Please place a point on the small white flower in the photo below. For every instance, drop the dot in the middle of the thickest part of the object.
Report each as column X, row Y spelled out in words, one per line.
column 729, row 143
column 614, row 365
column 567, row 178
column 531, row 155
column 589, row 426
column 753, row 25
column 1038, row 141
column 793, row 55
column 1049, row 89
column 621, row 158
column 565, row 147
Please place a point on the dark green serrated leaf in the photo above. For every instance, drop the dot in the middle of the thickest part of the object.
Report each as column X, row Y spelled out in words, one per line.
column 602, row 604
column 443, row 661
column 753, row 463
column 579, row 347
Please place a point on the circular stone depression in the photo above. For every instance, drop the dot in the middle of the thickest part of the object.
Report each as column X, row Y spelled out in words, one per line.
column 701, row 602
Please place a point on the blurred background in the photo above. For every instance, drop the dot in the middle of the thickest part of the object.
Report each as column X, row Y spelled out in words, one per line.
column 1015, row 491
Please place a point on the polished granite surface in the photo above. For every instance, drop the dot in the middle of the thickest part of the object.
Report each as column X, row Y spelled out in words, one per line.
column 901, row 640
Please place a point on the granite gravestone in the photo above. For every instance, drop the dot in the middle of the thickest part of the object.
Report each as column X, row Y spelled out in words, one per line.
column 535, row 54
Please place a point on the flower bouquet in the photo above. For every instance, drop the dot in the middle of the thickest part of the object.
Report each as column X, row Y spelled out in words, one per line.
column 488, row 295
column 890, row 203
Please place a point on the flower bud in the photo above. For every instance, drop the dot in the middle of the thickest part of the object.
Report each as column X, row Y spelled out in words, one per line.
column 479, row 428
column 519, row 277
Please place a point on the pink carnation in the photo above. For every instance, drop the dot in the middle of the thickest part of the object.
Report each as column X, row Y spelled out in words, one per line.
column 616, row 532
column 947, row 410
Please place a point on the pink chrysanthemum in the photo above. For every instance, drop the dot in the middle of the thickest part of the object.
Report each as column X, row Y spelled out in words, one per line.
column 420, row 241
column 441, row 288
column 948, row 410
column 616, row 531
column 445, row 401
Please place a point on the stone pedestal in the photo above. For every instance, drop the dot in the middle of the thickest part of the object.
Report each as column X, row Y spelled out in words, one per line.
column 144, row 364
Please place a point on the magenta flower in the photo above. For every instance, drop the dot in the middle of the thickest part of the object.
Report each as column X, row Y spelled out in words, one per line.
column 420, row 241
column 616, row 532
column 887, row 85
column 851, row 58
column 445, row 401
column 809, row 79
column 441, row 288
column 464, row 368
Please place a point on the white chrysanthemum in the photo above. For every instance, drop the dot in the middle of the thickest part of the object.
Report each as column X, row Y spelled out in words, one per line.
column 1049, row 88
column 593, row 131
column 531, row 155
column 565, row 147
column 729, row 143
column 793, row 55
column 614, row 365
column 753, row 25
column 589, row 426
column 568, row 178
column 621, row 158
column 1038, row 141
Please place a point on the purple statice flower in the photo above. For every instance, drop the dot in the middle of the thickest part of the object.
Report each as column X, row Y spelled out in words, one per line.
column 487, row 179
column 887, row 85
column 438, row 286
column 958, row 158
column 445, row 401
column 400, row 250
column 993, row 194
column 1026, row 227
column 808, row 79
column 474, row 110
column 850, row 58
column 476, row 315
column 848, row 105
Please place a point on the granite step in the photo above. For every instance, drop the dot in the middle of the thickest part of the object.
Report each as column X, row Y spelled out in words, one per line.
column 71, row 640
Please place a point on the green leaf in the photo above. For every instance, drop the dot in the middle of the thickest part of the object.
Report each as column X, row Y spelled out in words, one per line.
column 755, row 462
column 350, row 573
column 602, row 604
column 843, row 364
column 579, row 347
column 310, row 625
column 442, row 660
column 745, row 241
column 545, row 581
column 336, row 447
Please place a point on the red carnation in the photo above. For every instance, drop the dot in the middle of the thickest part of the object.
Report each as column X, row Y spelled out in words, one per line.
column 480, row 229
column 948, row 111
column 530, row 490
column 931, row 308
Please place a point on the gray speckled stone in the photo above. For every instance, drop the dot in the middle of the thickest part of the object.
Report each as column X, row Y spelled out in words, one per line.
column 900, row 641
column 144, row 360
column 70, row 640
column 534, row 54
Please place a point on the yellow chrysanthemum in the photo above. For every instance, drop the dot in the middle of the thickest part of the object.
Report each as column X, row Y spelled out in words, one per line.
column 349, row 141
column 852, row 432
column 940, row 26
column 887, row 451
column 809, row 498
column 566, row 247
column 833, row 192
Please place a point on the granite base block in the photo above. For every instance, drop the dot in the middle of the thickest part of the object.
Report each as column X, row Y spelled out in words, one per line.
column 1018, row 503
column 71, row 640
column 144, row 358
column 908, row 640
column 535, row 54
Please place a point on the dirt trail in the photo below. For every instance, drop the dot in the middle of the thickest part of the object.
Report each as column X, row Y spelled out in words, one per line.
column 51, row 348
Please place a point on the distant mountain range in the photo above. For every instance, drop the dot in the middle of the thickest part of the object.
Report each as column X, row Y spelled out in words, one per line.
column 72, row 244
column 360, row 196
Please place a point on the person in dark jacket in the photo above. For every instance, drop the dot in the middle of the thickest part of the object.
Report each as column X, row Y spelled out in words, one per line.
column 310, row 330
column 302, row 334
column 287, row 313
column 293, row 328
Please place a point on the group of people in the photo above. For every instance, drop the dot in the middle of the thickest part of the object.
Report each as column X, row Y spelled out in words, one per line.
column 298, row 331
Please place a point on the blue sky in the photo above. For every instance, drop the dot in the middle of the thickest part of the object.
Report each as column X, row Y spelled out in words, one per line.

--- EXERCISE GOAL ---
Set down the entire listing above again, word for word.

--- WRITTEN SOLUTION ---
Please place a point on the small white flower in the photo below. For every instance, drop the dot in the middle of the thickest part of the object.
Report each as column X, row Y spelled out in words, one per line.
column 729, row 143
column 614, row 365
column 567, row 178
column 531, row 155
column 589, row 426
column 753, row 25
column 1038, row 141
column 793, row 55
column 1049, row 89
column 621, row 158
column 565, row 147
Please place a point on the dark green serrated leaf in the photo above. For every instance, drop the dot in the middle of the thickest part of the object.
Report each as column X, row Y spelled out in words, one per line.
column 602, row 604
column 443, row 661
column 753, row 463
column 579, row 347
Please place a point on the circular stone depression in the photo above. For every instance, drop the dot in the middle of the thickest part of the object.
Report each as column X, row Y spelled out in words, one per line.
column 701, row 602
Please place a point on the blurred background in the photo above. For every instance, drop the dot in the middle of the thickest part of the object.
Report each as column X, row Y spelled out in words, one per line.
column 1015, row 491
Please place a point on the polished granite surface in the photo above. For every instance, drop the dot in the middle of the thickest part of the object.
Report each as column X, row Y spelled out in words, one per line.
column 901, row 640
Please place a point on the granite gravestone in the photo above. For every instance, drop the dot in the middle of the thickest part of the object.
Report each as column X, row Y spelled out in words, one per line.
column 535, row 54
Please place a point on the flower bouquet in the photo above. For every instance, drop the dot in the middle of the thickest part of the object.
Report each as column X, row Y spelled out in words, one per line.
column 488, row 295
column 890, row 203
Please place a point on the flower bud in the photo above. For every instance, drop the dot in the middle of the thickest part of the object.
Report each as column X, row Y spelled out in words, one per line.
column 479, row 428
column 519, row 277
Please place a point on the pink carnation in the photo above. For every instance, drop the dot in the middle of the thickest part of the object.
Report each as column X, row Y spelled out in words, one per line.
column 616, row 532
column 947, row 410
Please place a point on the pink chrysanthemum in the photo above. For every instance, drop the dot in the middle of the thickest part of the object.
Report each as column X, row Y spelled out in words, one per line.
column 420, row 241
column 441, row 288
column 948, row 410
column 616, row 531
column 445, row 401
Please place a point on the stone pedestal in the photo above. For every instance, drop the dot in the middle of the thickest part of the object.
Report each as column X, row Y spelled out in words, one per line.
column 144, row 364
Please place a point on the magenta flower in the photo above. For every instance, drop the dot in the middle of the thickest part of the object.
Report each as column X, row Y spelled out in words, one per line.
column 420, row 241
column 616, row 532
column 887, row 85
column 851, row 58
column 445, row 401
column 809, row 79
column 441, row 288
column 464, row 368
Please place a point on the white chrysanthemum in the photo above. For every instance, drop the dot in the middle of the thickest part of the object.
Report each as column X, row Y spelled out in words, one per line.
column 1049, row 88
column 593, row 131
column 531, row 155
column 565, row 147
column 729, row 143
column 793, row 55
column 614, row 365
column 753, row 25
column 589, row 426
column 568, row 178
column 621, row 158
column 1038, row 141
Please place a point on the purple statice flower in the photo above. For every instance, drop the dot in the middle of the thickest part of the object.
Report each as column X, row Y spelled out in words, one per line.
column 487, row 179
column 887, row 85
column 438, row 286
column 958, row 158
column 445, row 401
column 400, row 250
column 993, row 194
column 1026, row 227
column 808, row 79
column 474, row 110
column 850, row 58
column 476, row 315
column 848, row 105
Please place a point on the granite step in the photo above. For every instance, drop the dot in the middle of the thickest part of the object.
Report each as column X, row Y spelled out in words, one per line.
column 71, row 640
Please place a point on the green leaf in the photo above. For every instance, drop the dot in the middle of the thickest part of the object.
Report each as column X, row Y spelled out in words, one per line.
column 755, row 462
column 350, row 573
column 602, row 604
column 843, row 364
column 579, row 347
column 310, row 625
column 442, row 660
column 745, row 241
column 545, row 581
column 336, row 447
Please place a point on the red carnation in the photo above. For every instance, drop the dot in the middle of the thickest part of the object.
Report each as column X, row Y spelled out in words, one per line.
column 480, row 229
column 948, row 111
column 530, row 490
column 931, row 308
Please place a point on the gray speckled stone in the photo above. For every instance, drop the dot in the middle of the thickest part of the object.
Report each as column X, row Y spelled out in words, one per line.
column 900, row 641
column 144, row 360
column 70, row 640
column 534, row 54
Please place a point on the yellow chrysanthemum in the photo above. For every instance, drop the dot in the middle of the thickest part of the object.
Report each as column X, row Y spelled out in words, one per line.
column 349, row 141
column 852, row 432
column 940, row 26
column 887, row 451
column 809, row 498
column 566, row 247
column 833, row 192
Please place a point on the granite base block in the photo above. For every instance, drop the dot in the middle of the thickest part of the object.
Report each as column X, row Y spelled out in words, one per line.
column 1018, row 503
column 71, row 640
column 144, row 358
column 908, row 640
column 535, row 54
Please place a point on the dirt trail in the photo below. For every instance, drop the dot in the middle of the thickest part of the object.
Report each as column X, row Y spelled out in words, one per line.
column 51, row 348
Please place a point on the distant mountain range in the photo above. For every instance, drop the dot in the middle of the thickest part of the object.
Report each as column X, row Y spelled out in words, one per line.
column 72, row 244
column 360, row 196
Please place a point on the person in dark jacket in the photo above. For every instance, drop the dot in the middle of the thickest part of the object.
Report each as column X, row Y spelled out in words, one per line.
column 310, row 330
column 302, row 334
column 287, row 313
column 293, row 328
Please place a point on the group of people in the photo above. For every instance, drop the dot in the middle of the thickest part of the object.
Report each as column X, row Y spelled out in words, one per line.
column 298, row 331
Please place a point on the blue sky in the photo above. For every instance, drop the dot in the middle of the thickest part of the object.
Report each as column X, row Y spelled out in words, one per line.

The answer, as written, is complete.